===== Data shown =====
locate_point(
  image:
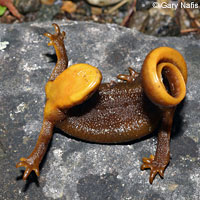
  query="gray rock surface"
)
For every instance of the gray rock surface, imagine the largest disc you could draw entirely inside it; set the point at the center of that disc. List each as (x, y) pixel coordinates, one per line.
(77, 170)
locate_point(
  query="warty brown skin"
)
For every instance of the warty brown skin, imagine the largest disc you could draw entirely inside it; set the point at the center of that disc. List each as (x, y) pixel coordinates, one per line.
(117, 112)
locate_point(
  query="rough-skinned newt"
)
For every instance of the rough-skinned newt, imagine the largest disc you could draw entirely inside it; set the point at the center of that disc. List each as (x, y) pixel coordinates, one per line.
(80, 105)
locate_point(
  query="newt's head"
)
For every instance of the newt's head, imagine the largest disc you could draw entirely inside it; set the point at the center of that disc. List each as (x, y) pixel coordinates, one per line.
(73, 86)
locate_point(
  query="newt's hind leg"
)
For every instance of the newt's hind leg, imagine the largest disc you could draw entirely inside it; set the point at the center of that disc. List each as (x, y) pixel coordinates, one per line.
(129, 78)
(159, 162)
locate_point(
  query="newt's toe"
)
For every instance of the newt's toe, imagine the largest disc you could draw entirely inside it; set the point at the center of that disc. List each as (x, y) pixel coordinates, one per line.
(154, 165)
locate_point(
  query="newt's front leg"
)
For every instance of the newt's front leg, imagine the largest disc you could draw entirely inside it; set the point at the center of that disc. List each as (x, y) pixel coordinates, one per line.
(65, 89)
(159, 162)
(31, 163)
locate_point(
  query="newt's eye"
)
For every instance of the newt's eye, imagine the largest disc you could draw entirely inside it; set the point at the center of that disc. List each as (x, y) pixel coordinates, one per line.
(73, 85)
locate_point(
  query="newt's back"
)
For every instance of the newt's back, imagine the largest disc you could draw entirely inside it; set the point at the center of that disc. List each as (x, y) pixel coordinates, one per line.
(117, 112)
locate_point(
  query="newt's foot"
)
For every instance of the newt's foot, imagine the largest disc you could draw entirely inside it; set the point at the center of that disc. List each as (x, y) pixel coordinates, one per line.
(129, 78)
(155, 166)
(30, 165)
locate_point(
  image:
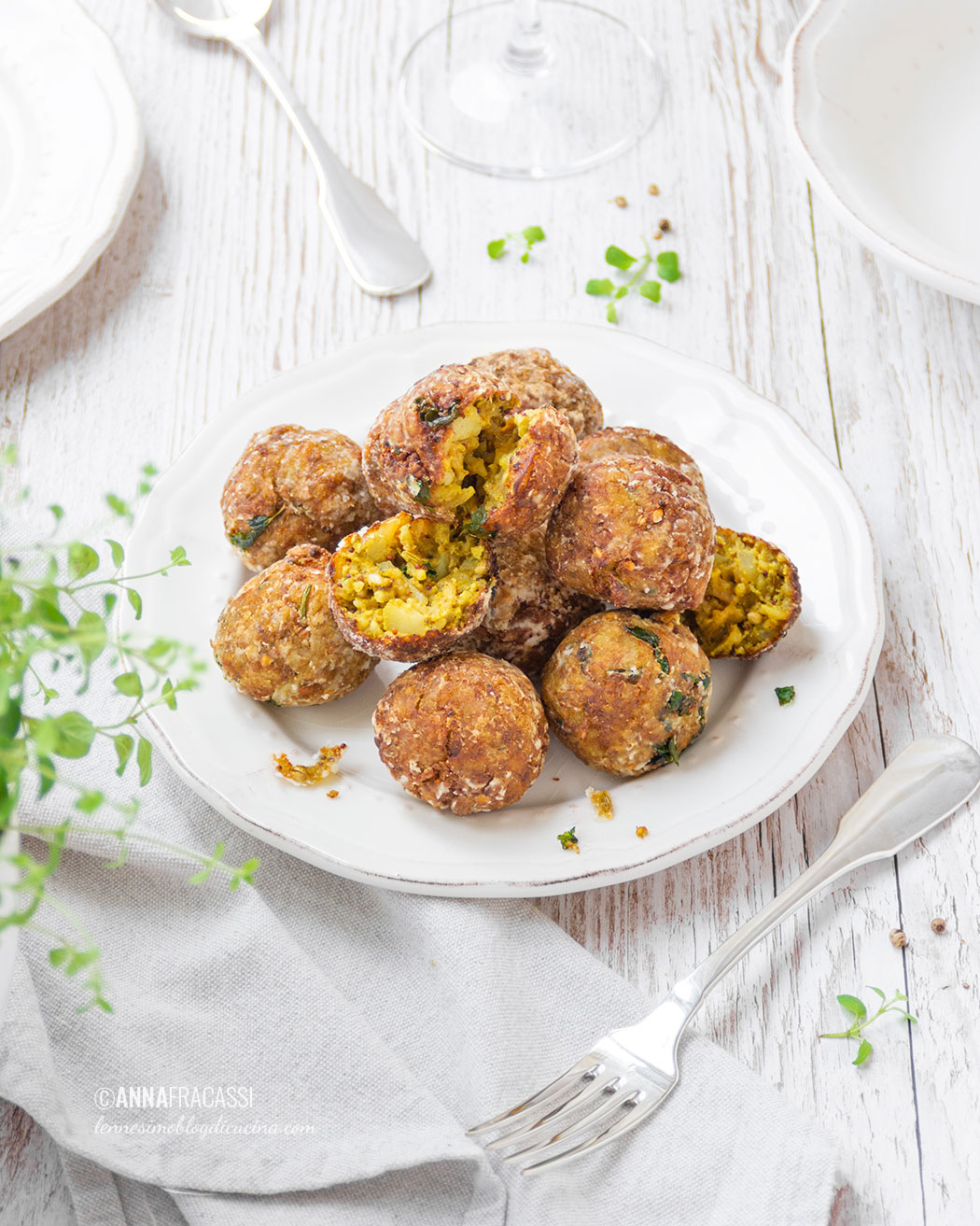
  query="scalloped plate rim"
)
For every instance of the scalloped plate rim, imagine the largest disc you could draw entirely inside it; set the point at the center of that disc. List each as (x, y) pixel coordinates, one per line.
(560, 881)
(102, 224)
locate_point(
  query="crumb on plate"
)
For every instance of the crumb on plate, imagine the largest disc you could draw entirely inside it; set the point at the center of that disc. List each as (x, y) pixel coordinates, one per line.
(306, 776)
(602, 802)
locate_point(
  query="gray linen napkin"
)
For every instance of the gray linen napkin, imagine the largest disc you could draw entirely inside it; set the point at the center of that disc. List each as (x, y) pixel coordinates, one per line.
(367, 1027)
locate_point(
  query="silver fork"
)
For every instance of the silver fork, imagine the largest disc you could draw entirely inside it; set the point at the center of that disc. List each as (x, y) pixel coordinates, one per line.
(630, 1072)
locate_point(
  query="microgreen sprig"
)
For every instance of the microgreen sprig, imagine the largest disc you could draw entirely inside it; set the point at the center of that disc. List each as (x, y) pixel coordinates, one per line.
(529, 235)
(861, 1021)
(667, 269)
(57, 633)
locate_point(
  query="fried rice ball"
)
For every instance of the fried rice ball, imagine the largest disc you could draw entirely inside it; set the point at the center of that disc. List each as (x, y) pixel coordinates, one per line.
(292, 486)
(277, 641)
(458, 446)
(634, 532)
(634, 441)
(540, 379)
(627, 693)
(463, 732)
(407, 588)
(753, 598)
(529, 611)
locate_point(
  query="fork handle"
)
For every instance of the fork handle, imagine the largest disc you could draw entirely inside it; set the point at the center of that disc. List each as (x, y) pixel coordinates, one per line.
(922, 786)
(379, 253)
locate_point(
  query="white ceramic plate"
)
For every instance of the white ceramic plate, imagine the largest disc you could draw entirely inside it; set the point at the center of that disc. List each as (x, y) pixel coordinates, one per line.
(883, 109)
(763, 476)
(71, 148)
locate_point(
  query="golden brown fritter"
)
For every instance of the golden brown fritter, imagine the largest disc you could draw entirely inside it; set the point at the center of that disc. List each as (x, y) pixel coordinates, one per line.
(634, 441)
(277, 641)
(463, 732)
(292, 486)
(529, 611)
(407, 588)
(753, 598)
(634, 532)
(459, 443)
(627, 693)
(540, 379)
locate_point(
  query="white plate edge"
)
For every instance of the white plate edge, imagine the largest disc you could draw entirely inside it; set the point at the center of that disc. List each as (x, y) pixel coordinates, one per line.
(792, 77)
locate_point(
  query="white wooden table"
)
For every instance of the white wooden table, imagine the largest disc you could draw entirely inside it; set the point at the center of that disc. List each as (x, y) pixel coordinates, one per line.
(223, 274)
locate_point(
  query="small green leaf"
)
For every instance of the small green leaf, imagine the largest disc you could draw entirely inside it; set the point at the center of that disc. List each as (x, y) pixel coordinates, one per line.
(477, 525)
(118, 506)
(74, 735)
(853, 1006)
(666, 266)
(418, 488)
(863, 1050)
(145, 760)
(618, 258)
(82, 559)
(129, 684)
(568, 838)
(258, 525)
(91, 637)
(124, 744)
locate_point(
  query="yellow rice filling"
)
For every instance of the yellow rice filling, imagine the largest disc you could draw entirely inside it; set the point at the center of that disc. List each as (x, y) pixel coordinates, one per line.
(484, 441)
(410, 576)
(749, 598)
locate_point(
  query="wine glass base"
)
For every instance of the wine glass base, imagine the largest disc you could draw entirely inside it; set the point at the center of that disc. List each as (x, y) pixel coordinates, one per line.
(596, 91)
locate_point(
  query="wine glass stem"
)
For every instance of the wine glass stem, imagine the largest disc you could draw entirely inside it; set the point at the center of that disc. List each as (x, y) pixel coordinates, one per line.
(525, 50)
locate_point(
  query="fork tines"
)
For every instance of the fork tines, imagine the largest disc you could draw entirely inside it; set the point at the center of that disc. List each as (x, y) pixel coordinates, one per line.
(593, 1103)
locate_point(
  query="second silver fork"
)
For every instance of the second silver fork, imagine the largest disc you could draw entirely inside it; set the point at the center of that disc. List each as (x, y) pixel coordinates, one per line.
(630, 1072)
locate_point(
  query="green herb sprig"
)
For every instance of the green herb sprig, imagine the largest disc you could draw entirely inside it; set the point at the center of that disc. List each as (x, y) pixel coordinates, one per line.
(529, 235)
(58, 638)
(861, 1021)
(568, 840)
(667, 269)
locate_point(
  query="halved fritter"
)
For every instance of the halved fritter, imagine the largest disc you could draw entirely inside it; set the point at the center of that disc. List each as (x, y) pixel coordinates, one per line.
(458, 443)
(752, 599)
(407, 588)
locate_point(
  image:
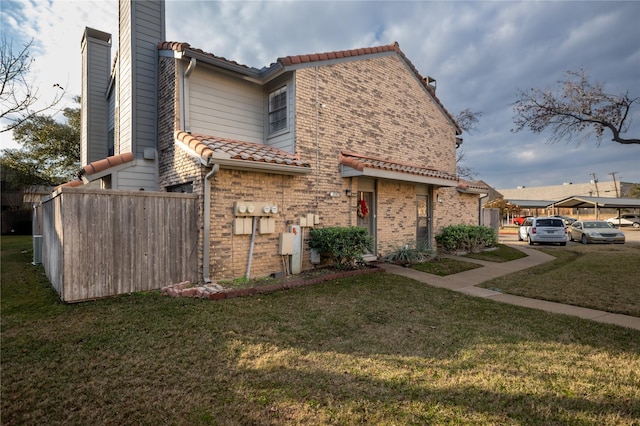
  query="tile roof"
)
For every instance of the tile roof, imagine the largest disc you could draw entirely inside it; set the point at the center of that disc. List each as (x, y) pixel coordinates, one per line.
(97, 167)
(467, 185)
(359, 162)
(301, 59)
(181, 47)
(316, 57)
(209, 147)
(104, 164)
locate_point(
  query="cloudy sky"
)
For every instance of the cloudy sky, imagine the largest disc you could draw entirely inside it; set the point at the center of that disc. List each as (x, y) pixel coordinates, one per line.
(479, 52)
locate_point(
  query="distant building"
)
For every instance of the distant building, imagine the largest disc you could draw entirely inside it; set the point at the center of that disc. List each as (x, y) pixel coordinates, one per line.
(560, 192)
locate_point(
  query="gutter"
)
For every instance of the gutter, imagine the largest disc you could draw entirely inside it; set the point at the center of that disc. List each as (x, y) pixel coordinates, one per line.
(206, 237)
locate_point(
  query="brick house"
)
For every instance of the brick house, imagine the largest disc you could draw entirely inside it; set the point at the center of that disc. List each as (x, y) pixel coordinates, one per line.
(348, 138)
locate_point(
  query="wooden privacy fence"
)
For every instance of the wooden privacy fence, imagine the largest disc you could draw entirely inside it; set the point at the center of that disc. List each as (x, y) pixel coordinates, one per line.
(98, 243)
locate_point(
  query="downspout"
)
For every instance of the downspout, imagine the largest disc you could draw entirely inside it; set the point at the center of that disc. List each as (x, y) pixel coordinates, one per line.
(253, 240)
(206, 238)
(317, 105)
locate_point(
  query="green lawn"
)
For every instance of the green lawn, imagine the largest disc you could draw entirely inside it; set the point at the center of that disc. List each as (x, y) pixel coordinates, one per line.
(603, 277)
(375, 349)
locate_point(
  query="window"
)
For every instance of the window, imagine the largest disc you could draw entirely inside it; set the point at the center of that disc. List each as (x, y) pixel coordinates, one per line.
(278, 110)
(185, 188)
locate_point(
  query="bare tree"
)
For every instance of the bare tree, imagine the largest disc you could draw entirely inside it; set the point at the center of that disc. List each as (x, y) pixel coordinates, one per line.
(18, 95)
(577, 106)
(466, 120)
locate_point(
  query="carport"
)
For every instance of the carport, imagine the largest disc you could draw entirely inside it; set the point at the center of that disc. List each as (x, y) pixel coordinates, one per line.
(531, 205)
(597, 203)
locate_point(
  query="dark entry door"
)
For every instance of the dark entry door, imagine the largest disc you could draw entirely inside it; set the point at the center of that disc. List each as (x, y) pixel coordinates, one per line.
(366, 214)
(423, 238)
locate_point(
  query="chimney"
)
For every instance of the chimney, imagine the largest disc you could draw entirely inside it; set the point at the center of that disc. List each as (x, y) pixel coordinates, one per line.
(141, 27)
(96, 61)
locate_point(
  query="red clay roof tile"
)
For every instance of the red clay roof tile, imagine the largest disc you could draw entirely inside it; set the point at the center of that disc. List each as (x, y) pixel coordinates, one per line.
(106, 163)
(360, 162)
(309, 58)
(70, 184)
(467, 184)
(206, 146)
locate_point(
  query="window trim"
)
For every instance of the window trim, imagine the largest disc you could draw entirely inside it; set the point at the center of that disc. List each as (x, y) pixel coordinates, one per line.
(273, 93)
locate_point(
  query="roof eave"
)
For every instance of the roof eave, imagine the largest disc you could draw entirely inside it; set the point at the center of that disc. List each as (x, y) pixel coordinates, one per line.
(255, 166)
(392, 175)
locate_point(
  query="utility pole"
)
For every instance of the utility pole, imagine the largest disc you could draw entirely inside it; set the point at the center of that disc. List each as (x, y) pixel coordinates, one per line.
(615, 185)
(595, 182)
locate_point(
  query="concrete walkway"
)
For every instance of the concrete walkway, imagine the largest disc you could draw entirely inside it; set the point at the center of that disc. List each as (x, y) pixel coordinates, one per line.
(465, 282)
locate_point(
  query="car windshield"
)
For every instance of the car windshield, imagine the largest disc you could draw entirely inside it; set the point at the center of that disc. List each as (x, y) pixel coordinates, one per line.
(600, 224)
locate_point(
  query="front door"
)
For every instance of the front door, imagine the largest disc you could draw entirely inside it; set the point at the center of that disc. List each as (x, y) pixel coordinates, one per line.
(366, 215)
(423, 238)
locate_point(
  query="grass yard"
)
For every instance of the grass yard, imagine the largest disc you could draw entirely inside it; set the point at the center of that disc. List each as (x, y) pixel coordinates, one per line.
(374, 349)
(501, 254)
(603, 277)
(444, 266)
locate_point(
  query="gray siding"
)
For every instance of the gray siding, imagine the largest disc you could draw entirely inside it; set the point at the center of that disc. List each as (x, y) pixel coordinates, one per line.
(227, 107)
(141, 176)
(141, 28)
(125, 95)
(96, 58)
=====
Collect every line of the listing above that contains the string "house".

- **Output for this task**:
  query="brick house"
For every instance of the brick house, imagine the largest disc you could draw entirely inside it; set the point at the center of that disc. List each as (x, y) pixel coordinates, one per line.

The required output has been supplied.